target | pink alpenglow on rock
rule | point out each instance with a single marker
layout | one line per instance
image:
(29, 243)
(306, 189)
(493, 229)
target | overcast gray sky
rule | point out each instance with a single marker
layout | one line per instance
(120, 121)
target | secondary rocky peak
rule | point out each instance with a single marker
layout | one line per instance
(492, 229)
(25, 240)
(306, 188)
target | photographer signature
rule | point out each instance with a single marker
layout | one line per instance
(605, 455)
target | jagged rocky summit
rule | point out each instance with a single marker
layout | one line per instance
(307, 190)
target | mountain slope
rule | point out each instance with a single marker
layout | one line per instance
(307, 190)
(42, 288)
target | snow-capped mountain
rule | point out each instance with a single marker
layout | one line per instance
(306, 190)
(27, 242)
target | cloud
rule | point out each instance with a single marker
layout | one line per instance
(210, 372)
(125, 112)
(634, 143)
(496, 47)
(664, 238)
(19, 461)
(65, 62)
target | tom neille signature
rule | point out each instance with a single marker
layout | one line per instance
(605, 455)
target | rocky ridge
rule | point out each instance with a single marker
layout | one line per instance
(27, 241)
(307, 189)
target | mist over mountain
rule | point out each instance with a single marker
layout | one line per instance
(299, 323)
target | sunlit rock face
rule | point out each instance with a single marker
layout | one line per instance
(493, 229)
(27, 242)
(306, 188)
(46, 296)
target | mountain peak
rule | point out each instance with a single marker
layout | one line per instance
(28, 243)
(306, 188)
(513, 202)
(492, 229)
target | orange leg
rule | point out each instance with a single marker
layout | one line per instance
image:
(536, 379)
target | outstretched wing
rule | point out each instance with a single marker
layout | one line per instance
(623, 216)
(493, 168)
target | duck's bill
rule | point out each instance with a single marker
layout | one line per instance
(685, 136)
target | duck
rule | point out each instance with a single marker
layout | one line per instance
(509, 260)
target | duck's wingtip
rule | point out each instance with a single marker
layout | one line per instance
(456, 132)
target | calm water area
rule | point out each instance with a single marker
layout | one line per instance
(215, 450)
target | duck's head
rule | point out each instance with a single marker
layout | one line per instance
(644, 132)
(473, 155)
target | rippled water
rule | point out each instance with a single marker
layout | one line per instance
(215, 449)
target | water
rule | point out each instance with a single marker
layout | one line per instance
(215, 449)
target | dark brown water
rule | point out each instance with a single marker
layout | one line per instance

_ _ _ _ _

- _What is being asked_: Give the lines from the one with "target | water" through the end of the records again, substituting "occurrence" for "instance" and leaving everything else unchanged.

- _Finished task_:
target | water
rule | point out each occurrence with a single marker
layout | one line per occurrence
(215, 449)
target | dark brown water
rule | point out each occurrence with a single marker
layout | one line per occurrence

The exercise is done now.